### Dataset extract
------------------------------------------------------------

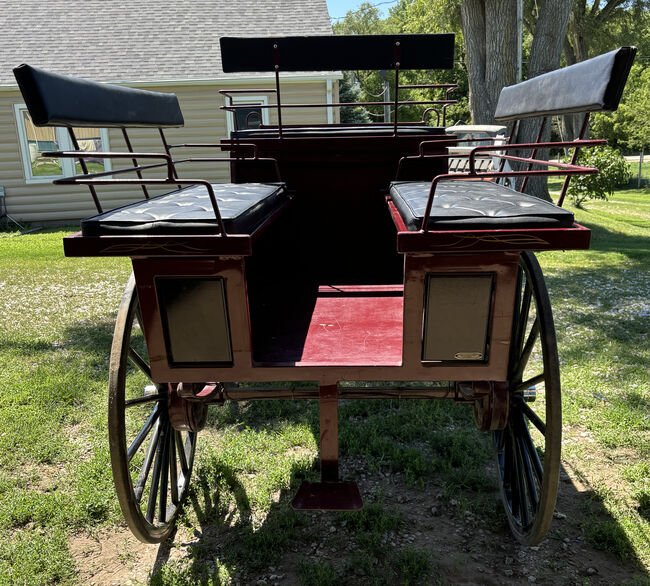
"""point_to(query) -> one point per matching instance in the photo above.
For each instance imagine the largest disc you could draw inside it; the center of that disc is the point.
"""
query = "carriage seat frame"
(600, 80)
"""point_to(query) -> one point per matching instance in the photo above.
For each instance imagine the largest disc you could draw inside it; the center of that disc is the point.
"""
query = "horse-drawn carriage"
(346, 256)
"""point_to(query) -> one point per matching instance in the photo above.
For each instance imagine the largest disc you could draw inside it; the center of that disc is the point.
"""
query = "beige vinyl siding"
(204, 122)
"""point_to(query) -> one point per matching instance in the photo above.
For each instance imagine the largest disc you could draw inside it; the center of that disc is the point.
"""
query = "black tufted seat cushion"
(474, 205)
(187, 211)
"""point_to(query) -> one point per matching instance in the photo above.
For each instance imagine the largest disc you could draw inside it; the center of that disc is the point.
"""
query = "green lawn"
(56, 320)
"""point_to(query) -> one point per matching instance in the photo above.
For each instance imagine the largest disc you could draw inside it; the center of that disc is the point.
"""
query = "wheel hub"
(185, 415)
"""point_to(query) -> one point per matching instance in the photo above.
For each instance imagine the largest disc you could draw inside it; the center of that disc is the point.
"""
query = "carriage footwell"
(348, 326)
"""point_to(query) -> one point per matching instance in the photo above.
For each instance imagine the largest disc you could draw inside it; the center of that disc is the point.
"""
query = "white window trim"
(252, 101)
(67, 165)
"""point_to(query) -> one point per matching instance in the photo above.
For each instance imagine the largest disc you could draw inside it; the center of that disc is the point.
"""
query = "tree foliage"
(613, 171)
(410, 16)
(629, 127)
(350, 91)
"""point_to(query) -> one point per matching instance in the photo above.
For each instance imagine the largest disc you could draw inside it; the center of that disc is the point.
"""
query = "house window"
(35, 140)
(248, 117)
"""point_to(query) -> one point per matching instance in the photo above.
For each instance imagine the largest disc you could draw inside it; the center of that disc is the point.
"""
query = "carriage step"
(328, 496)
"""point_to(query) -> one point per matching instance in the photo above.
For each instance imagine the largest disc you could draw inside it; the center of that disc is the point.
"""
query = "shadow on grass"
(231, 537)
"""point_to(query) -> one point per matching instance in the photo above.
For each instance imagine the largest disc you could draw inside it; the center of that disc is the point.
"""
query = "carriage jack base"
(330, 494)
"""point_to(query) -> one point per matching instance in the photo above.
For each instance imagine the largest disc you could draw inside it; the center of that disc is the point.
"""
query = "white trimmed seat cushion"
(243, 207)
(474, 205)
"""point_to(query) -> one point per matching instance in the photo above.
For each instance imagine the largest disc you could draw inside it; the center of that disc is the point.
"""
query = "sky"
(339, 8)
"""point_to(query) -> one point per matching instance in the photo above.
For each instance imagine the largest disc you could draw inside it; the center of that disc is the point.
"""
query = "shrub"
(613, 171)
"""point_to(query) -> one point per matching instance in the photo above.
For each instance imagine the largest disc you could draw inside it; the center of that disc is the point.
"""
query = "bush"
(613, 171)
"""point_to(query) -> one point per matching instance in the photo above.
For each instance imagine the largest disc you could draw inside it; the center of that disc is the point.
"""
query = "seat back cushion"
(61, 100)
(474, 205)
(243, 207)
(591, 85)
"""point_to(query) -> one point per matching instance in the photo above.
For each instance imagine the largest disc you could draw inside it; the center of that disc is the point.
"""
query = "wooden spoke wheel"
(151, 458)
(528, 449)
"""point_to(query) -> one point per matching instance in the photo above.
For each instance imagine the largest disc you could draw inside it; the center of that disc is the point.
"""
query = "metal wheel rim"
(529, 484)
(157, 443)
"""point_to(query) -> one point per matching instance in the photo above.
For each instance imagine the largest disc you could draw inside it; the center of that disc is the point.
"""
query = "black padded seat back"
(592, 85)
(60, 100)
(335, 131)
(337, 52)
(243, 207)
(474, 205)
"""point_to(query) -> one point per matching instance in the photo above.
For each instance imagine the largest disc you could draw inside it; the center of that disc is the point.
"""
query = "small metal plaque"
(468, 356)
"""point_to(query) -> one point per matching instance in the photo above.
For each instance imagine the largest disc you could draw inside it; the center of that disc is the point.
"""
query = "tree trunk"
(545, 54)
(490, 33)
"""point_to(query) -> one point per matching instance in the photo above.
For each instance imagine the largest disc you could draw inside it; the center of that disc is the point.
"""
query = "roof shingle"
(144, 41)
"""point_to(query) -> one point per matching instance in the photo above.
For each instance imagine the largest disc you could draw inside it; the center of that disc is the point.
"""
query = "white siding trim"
(67, 165)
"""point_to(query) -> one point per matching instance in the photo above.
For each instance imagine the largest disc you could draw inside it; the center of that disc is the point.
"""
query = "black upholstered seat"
(187, 211)
(474, 205)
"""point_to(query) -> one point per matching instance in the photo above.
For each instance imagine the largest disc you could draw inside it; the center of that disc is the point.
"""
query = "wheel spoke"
(173, 472)
(151, 476)
(515, 497)
(527, 350)
(144, 432)
(145, 399)
(155, 479)
(531, 382)
(526, 468)
(531, 415)
(531, 451)
(523, 317)
(181, 452)
(521, 487)
(139, 362)
(146, 465)
(164, 479)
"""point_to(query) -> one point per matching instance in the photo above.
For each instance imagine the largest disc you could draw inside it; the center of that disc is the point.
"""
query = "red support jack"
(330, 494)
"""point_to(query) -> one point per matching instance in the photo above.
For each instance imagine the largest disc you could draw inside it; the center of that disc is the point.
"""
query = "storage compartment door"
(195, 320)
(457, 317)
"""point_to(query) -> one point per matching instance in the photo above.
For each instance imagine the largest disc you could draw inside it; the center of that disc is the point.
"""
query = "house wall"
(204, 122)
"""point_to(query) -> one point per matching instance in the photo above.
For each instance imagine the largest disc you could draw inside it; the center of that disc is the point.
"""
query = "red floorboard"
(354, 331)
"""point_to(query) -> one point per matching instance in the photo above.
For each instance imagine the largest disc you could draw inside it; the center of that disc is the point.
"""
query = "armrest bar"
(491, 175)
(88, 180)
(534, 145)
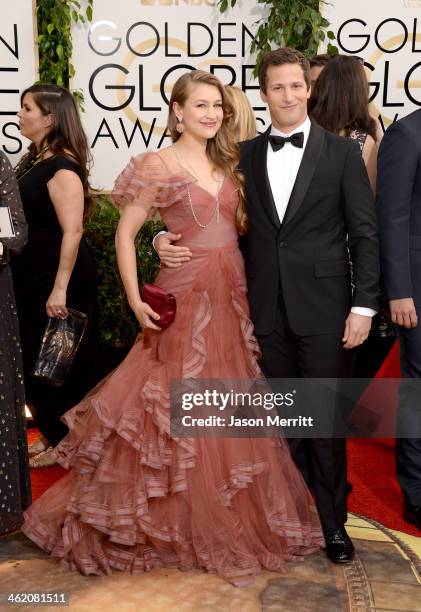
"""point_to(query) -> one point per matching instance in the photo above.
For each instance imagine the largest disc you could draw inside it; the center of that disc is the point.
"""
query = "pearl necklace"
(217, 204)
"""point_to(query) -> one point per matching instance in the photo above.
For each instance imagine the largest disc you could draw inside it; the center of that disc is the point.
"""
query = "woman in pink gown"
(136, 498)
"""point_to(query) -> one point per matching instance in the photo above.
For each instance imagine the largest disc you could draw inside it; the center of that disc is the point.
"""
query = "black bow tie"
(277, 142)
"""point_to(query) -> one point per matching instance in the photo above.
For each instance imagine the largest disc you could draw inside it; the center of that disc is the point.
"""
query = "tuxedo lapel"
(261, 178)
(305, 174)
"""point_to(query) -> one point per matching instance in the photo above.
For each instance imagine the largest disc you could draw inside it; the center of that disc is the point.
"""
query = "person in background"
(244, 120)
(399, 215)
(55, 270)
(317, 64)
(339, 103)
(15, 487)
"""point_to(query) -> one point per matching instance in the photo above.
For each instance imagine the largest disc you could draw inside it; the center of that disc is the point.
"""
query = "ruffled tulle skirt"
(136, 498)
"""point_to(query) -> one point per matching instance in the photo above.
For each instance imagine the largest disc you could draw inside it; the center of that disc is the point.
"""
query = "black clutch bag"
(59, 345)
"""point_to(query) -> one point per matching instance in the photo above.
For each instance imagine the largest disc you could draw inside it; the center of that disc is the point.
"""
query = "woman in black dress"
(15, 488)
(55, 270)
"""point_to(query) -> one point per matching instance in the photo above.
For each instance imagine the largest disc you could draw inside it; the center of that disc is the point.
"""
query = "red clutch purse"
(161, 302)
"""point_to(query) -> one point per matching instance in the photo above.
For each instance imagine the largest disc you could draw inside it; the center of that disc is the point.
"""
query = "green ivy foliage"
(117, 325)
(293, 23)
(54, 20)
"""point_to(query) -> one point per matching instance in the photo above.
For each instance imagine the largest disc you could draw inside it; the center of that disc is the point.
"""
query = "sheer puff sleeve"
(149, 183)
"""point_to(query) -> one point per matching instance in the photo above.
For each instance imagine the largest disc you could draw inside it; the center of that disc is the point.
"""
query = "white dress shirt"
(282, 167)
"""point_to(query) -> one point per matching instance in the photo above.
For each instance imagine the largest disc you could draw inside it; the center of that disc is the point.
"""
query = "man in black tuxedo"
(399, 214)
(308, 197)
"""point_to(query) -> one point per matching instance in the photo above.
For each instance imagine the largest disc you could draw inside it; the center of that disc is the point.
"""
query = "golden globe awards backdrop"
(129, 57)
(387, 35)
(18, 70)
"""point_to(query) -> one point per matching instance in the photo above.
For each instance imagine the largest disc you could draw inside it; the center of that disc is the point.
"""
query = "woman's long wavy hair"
(222, 150)
(66, 136)
(339, 100)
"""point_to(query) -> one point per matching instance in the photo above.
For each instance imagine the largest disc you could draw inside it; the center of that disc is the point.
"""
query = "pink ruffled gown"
(135, 498)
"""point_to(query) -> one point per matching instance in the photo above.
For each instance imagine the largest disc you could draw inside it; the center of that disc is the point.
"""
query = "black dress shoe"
(339, 547)
(412, 514)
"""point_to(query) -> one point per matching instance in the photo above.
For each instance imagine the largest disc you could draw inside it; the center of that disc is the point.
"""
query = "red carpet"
(371, 463)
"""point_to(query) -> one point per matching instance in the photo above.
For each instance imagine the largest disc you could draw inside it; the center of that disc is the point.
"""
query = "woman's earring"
(179, 127)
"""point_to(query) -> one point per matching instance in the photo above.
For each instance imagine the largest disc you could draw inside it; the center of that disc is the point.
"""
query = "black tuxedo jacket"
(306, 257)
(399, 208)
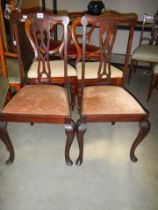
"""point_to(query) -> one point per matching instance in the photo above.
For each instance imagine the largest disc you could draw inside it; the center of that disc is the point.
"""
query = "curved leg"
(132, 69)
(153, 82)
(144, 130)
(81, 129)
(70, 132)
(79, 97)
(6, 140)
(73, 93)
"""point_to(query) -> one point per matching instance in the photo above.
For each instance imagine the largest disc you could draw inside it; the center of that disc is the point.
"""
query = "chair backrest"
(116, 19)
(39, 28)
(107, 26)
(150, 24)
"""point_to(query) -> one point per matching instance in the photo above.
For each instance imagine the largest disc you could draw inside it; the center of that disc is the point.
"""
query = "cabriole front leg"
(70, 132)
(81, 129)
(6, 140)
(143, 131)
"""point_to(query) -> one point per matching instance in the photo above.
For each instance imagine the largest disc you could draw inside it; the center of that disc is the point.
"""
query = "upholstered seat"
(92, 70)
(109, 100)
(56, 69)
(146, 53)
(39, 100)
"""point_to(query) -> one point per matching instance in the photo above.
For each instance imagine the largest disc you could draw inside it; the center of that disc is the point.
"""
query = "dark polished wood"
(27, 51)
(6, 140)
(40, 30)
(91, 111)
(152, 39)
(93, 52)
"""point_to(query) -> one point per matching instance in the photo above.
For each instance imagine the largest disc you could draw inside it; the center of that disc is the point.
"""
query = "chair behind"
(147, 49)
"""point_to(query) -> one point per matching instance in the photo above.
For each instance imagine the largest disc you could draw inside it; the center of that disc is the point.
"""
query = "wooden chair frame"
(142, 119)
(42, 118)
(128, 19)
(148, 20)
(19, 18)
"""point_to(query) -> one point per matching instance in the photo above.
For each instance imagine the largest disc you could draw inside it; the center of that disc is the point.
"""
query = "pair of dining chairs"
(44, 99)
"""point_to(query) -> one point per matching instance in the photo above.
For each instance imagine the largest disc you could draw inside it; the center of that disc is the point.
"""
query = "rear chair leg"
(70, 132)
(6, 140)
(81, 129)
(144, 130)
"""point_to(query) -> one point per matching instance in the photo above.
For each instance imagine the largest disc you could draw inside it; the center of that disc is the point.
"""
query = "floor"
(39, 179)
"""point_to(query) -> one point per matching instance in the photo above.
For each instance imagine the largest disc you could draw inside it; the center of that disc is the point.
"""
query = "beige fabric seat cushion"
(102, 100)
(156, 69)
(91, 69)
(57, 69)
(146, 53)
(39, 100)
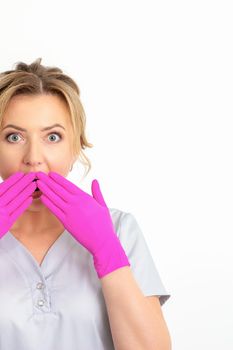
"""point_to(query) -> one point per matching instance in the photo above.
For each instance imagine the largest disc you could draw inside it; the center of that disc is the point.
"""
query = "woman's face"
(34, 149)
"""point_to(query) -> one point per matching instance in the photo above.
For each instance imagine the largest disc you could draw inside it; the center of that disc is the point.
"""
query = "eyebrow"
(22, 129)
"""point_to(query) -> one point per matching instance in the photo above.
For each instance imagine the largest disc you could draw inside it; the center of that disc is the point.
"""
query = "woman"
(74, 274)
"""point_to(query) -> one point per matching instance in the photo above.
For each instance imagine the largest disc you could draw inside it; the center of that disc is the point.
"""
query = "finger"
(54, 209)
(21, 198)
(11, 180)
(55, 187)
(61, 180)
(52, 195)
(15, 190)
(19, 210)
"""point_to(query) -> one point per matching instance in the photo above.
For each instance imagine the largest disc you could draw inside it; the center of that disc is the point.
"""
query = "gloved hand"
(87, 218)
(15, 198)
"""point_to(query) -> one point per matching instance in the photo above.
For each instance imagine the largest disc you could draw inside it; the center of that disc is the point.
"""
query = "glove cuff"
(110, 257)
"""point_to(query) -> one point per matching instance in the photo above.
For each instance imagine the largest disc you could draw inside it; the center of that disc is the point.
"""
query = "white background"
(156, 84)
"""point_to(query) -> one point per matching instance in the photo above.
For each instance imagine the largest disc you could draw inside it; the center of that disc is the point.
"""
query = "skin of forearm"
(134, 325)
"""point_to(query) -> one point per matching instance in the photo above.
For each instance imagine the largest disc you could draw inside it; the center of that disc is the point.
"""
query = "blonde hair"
(35, 79)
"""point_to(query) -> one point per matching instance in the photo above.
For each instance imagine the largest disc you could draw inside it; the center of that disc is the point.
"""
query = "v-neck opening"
(25, 261)
(30, 254)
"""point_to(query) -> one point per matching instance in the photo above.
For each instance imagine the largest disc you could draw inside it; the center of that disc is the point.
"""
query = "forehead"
(39, 109)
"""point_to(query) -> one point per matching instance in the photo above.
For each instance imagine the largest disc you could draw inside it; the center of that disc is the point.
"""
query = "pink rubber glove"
(15, 198)
(87, 218)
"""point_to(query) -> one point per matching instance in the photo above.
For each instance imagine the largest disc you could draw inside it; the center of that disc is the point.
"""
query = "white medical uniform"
(59, 304)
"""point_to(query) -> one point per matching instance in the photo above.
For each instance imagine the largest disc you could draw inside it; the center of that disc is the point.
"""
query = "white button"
(40, 285)
(40, 302)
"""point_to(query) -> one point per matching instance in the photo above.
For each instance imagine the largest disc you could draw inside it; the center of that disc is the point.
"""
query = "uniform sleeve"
(138, 253)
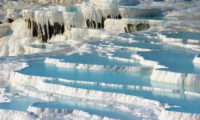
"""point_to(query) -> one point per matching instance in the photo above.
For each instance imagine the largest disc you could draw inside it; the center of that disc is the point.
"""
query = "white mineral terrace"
(99, 59)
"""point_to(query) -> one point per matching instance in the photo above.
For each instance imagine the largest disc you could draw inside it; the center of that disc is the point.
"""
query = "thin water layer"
(187, 103)
(39, 68)
(91, 109)
(93, 59)
(176, 59)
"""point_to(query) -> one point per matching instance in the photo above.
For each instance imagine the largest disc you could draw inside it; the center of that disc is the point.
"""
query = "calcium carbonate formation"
(47, 22)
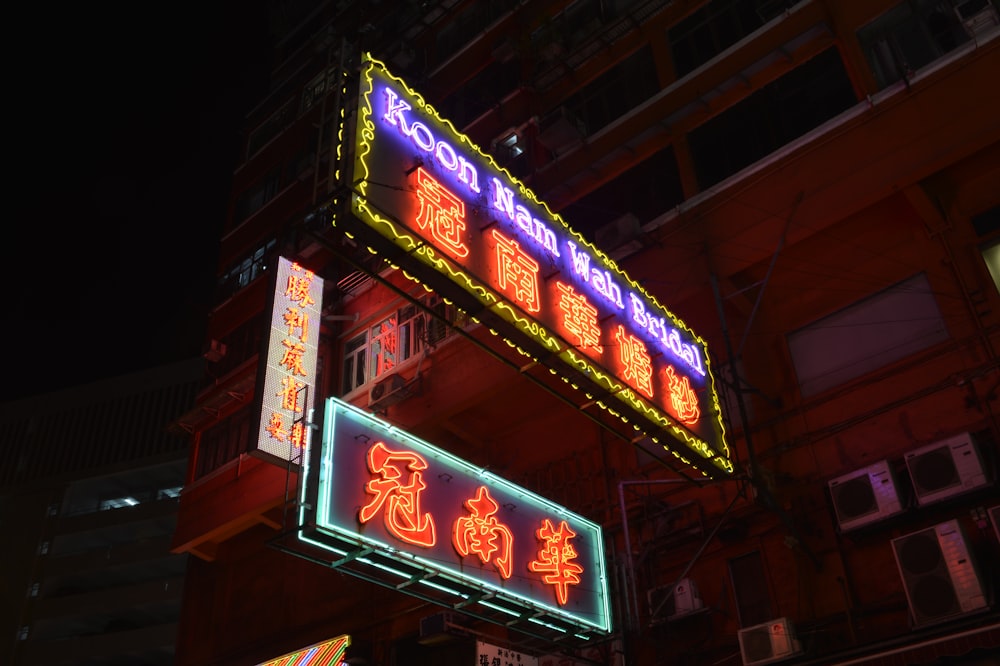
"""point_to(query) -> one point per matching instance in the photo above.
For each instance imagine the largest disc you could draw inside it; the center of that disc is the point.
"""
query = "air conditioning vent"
(939, 575)
(387, 392)
(944, 469)
(768, 642)
(685, 599)
(865, 496)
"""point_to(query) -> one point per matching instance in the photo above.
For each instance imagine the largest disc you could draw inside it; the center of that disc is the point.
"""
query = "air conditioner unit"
(865, 496)
(768, 642)
(939, 575)
(685, 599)
(387, 392)
(944, 469)
(977, 16)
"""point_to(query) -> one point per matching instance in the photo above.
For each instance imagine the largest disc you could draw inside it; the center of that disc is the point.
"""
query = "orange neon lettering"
(297, 288)
(297, 319)
(276, 427)
(482, 534)
(398, 491)
(292, 359)
(579, 317)
(297, 436)
(638, 366)
(555, 559)
(289, 394)
(443, 213)
(682, 397)
(517, 273)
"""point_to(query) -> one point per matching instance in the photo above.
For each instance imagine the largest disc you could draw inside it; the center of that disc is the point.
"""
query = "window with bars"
(383, 346)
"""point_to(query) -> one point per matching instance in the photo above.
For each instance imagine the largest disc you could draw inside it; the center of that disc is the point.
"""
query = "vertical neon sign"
(287, 391)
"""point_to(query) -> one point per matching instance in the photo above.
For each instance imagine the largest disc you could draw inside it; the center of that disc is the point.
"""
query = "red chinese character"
(443, 213)
(580, 317)
(682, 397)
(298, 435)
(638, 366)
(517, 272)
(289, 394)
(297, 288)
(398, 490)
(292, 359)
(481, 533)
(297, 319)
(276, 427)
(554, 559)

------------------------------------------------------------

### Objective
Pick out every line in the records that contains the word "uniform".

### Output
query = "white medical uniform"
query = "uniform sleeve"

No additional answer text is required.